Stored data entries:
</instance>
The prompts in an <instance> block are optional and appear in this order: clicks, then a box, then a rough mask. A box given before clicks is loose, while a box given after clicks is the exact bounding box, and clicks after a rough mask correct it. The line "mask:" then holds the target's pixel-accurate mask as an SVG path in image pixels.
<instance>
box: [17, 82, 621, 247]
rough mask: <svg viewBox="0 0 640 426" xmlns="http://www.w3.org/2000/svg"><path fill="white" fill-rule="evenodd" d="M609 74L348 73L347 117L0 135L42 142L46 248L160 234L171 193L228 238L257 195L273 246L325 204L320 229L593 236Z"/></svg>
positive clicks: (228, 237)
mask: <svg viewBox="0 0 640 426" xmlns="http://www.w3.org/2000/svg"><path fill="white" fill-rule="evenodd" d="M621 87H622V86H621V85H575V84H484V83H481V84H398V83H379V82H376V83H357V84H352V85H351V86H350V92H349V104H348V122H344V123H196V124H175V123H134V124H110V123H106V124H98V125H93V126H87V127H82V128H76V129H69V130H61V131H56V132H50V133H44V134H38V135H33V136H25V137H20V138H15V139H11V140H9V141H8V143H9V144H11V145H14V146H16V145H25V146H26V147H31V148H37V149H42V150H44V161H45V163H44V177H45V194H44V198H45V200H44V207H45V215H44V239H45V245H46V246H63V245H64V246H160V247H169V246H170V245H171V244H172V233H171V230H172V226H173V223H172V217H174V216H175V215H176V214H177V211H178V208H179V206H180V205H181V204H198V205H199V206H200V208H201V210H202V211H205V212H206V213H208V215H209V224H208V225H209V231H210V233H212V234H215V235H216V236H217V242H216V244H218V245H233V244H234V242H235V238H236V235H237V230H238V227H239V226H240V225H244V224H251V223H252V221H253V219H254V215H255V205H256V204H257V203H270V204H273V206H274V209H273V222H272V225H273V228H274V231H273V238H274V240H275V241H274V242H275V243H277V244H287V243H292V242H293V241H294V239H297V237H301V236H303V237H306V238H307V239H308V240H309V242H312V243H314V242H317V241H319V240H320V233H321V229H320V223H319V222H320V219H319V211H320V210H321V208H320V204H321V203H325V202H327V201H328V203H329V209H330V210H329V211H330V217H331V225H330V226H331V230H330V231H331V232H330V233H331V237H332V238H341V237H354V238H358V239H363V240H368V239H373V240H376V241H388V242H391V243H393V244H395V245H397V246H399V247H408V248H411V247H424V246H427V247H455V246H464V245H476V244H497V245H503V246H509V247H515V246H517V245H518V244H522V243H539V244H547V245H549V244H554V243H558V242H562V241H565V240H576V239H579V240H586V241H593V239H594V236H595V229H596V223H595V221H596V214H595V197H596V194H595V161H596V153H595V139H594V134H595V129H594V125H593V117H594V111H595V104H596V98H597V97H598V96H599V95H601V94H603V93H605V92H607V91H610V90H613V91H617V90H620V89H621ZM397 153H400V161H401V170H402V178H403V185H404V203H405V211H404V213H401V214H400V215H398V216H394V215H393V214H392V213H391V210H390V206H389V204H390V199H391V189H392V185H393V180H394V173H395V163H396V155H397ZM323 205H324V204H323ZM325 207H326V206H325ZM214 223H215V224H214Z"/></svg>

### WHAT NEEDS TO BE DONE
One stretch of the lines above is wanted, from the line that contains "box: [17, 82, 621, 247]" through the line that contains "rough mask: <svg". Output it exactly.

### RESPONSE FOR THIS EXERCISE
box: [17, 82, 621, 247]
rough mask: <svg viewBox="0 0 640 426" xmlns="http://www.w3.org/2000/svg"><path fill="white" fill-rule="evenodd" d="M609 74L348 73L347 117L0 135L42 142L46 248L160 234L171 193L228 238L257 195L273 246L325 204L320 229L593 236Z"/></svg>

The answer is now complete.